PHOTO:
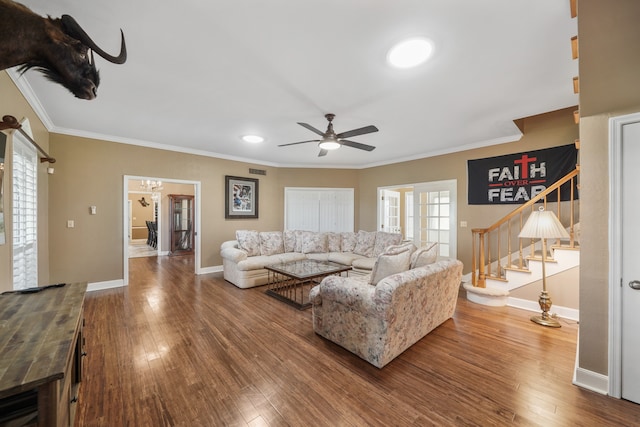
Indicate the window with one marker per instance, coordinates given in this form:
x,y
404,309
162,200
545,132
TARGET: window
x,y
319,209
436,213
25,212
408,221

Exercise directions: The pictures alone are to be left out when the data above is copied; all else must match exactly.

Solution to the exercise:
PHOTO:
Indicate the window with one marker per instance, coordinates given in this form:
x,y
404,309
162,200
545,132
TARGET: window
x,y
319,209
436,213
25,212
408,221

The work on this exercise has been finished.